类似 $\mathbb{E}[(\sum\limits_{i=1}^nd_iv_i)^2]$，可以得出 $\mathbb{E}[(\sum\limits_{i=1}^nv_i)^2]=\sum\limits_{i=1}^n\mathbb{E}[v_i^2]+(\sum\limits_{i=1}^n\mathbb{E}[v_i])^2-\sum\limits_{i=1}^n\mathbb{E}[v_i]^2$，$\mathbb{E}[\sum\limits_{i=1}^nv_i\sum\limits_{i=1}^nd_iv_i]=\sum\limits_{i=1}^nd_i\mathbb{E}[v_i^2]+\sum\limits_{i=1}^n\mathbb{E}[v_i]\sum\limits_{i=1}^nd_i\mathbb{E}[v_i]-\sum\limits_{i=1}^nd_i\mathbb{E}[v_i]^2$。

最后计算出各式代入原式即可。代码有些凌乱，变量名命名可参考注释。

#include <bits/stdc++.h>
using namespace std;
const int mod = 998244353;
int ksm(int a, int b, int p = mod) {
	int ret = 1;
	while(b) {
		if(b & 1) {
			ret = 1ll * ret * a % p;
		}
		a = 1ll * a * a % p;
		b >>= 1;
	}
	return ret;
}
int inv(int a, int p = mod) {
	return ksm(a, p - 2, p);
}
int n, d[500005], l[500005], r[500005], inv2, inv6;
int Evv[500005], Evd[500005], Etop, Sdd, Sevv, Sevd2, Sd, ESv2, ESvd2, ESvSvd, Ev[500005], SEv, SEv2, Sevdd, Sevd, Svvd, S;
/*
Evv_i = E[v_i^2]
Evd_i = E[v_id_i]=d_iE[v_i]
Ev_i = E[v_i]
下记 \sum\limits_{i=1}^n 为 Sum
Etop = E[(Sum(v)Sum(d^2)-Sum(d)Sum(vd))^2]
Sdd = Sum(d^2)
Sevv = Sum(E[v^2]) = E[Sum(v^2)]
Sevd2 = Sum(E[(vd)^2])
Sd = Sum(d)
ESv2 = E[Sum(v)^2]
ESvd2 = E[Sum(vd)^2]
ESvSvd = E[Sum(v)Sum(vd)]
SEv = Sum(E[v])
SEv2 = Sum(E[v]^2)
Sevdd = Sum(E[vd]^2)
Sevd = Sum(E[vd])
Svvd = Sum(dE[v^2])
S = Sum(E[vd]E[v])

位置标注数据摘录
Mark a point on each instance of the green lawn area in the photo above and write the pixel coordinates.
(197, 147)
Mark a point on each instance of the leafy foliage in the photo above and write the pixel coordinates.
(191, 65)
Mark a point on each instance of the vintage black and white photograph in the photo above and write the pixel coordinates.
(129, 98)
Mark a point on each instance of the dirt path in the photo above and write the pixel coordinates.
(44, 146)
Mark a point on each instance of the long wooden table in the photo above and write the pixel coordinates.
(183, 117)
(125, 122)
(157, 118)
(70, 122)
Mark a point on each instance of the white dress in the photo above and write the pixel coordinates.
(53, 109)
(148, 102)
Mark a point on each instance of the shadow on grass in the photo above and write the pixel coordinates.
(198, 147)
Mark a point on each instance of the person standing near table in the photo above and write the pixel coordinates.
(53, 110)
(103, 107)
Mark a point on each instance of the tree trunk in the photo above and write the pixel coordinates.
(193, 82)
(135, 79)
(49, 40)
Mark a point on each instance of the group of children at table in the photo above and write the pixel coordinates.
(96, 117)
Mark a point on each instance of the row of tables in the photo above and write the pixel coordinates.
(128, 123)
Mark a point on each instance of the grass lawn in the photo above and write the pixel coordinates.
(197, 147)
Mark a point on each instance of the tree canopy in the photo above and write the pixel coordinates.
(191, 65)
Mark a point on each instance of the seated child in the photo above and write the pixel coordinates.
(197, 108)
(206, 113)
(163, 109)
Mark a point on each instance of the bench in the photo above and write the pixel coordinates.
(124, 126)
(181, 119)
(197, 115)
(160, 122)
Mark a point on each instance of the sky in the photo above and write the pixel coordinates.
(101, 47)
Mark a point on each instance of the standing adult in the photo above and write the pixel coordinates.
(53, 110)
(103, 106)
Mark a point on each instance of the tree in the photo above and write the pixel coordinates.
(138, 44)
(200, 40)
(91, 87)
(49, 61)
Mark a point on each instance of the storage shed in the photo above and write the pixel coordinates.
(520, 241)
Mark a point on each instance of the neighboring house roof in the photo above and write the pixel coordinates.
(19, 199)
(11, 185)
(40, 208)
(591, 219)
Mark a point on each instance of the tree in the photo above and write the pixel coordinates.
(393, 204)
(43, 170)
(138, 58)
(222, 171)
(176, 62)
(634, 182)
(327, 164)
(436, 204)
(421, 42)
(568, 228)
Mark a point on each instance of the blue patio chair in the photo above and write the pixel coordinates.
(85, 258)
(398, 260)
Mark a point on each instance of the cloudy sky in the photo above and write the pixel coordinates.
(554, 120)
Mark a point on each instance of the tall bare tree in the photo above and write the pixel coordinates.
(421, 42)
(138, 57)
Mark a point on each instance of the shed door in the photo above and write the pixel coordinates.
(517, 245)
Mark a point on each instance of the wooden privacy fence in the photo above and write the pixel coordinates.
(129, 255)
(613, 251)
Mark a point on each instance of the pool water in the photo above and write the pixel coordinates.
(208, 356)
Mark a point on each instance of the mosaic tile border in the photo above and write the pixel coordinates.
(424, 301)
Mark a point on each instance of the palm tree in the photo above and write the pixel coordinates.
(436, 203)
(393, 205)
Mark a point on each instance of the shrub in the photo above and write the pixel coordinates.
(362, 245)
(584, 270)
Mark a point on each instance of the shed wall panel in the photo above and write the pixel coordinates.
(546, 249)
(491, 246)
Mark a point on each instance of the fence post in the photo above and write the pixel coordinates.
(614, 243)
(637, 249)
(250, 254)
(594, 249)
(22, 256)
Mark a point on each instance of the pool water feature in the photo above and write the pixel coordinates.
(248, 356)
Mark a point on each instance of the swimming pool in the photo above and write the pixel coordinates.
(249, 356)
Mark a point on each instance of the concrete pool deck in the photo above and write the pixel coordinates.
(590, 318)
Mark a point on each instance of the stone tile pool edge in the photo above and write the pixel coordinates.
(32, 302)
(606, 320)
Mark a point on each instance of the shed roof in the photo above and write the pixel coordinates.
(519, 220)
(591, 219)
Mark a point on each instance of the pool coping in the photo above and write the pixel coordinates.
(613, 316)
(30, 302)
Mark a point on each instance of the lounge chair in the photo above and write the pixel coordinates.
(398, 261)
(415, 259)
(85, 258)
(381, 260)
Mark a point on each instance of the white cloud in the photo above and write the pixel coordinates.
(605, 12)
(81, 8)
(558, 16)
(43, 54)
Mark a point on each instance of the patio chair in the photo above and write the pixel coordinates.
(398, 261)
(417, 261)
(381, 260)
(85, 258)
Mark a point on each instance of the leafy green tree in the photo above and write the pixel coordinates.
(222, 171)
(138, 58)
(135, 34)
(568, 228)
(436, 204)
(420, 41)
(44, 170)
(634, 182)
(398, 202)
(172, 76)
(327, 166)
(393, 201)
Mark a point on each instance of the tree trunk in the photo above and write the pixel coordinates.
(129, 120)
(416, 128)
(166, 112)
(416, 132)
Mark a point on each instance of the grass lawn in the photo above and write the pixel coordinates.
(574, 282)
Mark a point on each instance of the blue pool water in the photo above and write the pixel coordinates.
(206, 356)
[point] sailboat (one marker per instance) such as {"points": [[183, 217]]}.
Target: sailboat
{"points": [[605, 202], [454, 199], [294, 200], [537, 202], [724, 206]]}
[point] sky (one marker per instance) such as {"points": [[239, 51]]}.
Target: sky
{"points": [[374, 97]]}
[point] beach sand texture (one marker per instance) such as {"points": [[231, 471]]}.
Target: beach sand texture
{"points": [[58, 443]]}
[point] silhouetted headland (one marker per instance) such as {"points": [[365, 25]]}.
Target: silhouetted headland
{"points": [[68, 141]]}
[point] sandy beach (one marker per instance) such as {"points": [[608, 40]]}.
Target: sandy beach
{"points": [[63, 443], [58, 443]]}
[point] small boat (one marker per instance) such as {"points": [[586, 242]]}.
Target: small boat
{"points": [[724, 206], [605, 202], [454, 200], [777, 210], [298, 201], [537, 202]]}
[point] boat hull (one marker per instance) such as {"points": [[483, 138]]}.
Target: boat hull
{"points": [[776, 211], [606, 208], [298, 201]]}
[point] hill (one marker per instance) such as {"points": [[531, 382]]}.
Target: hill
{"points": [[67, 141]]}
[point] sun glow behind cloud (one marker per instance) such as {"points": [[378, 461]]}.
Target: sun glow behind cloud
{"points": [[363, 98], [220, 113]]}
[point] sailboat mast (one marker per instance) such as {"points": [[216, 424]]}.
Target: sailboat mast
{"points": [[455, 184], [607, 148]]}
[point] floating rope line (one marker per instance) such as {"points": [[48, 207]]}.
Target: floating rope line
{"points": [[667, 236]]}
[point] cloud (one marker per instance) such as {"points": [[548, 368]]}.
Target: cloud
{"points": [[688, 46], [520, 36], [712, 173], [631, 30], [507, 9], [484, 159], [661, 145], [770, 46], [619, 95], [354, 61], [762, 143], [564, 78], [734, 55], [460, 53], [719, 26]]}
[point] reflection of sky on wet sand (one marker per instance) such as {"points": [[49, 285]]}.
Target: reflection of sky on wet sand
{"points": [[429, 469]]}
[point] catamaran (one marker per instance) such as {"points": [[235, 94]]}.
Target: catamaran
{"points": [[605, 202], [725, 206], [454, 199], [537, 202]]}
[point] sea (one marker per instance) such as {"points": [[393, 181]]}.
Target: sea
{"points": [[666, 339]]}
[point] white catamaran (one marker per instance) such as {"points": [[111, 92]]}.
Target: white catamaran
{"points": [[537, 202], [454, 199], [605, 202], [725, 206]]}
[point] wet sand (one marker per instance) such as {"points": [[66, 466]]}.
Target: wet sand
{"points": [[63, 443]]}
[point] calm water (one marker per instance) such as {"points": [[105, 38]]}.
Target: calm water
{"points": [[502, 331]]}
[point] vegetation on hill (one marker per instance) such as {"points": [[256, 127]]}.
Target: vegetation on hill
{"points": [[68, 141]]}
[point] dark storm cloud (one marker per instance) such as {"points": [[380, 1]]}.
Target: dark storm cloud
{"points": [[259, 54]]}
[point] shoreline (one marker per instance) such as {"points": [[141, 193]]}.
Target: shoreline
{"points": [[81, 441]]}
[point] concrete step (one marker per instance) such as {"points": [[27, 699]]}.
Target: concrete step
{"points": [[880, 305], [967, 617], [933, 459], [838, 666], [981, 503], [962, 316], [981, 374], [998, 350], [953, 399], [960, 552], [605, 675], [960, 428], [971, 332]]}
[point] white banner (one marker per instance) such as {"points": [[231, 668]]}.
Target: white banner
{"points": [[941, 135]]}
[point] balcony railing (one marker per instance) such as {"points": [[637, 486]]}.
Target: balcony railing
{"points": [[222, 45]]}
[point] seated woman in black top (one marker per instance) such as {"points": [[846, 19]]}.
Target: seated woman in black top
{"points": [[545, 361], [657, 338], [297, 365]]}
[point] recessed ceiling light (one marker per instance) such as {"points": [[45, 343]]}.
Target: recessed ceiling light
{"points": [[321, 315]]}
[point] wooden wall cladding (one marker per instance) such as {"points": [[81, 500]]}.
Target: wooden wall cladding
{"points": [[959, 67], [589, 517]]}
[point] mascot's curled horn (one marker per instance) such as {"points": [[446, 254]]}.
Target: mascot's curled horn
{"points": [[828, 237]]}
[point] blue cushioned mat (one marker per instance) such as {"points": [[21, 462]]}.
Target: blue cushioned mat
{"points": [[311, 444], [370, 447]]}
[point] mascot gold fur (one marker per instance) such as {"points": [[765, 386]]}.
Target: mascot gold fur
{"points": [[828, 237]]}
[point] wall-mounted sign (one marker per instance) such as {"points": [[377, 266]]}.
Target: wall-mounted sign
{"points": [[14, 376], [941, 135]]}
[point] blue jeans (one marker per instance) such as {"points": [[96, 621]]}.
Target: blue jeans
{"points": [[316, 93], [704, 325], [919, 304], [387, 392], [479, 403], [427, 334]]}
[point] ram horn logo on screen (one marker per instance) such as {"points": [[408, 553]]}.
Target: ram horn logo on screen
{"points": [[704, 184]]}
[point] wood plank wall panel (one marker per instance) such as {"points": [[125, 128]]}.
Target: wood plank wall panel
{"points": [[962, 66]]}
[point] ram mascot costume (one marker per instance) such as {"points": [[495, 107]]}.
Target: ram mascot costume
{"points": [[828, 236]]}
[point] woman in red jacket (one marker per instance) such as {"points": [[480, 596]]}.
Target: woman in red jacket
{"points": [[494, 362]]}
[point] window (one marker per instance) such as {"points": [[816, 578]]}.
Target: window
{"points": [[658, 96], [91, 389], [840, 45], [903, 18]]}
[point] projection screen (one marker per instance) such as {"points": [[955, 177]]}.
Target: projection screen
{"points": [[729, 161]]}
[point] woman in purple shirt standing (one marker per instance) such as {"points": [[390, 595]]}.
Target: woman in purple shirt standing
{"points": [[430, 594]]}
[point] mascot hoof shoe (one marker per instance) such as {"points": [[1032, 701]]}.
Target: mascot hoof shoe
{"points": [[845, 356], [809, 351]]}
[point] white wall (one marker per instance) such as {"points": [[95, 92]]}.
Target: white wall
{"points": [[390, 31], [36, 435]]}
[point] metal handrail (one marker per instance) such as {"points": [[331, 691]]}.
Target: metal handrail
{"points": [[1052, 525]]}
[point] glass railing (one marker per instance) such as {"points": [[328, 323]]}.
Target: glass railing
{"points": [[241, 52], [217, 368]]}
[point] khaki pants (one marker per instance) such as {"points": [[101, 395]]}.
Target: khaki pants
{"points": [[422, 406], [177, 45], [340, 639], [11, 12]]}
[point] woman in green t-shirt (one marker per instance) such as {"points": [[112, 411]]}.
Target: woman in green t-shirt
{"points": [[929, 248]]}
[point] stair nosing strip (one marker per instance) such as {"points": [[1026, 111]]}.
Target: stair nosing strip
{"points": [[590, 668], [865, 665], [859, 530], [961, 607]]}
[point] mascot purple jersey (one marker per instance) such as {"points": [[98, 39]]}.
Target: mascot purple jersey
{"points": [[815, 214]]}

任务说明
在文档摘录的代码中，常量 mod 的值是多少？ 这些数据行与文档摘录没有关系。

练习答案
998244353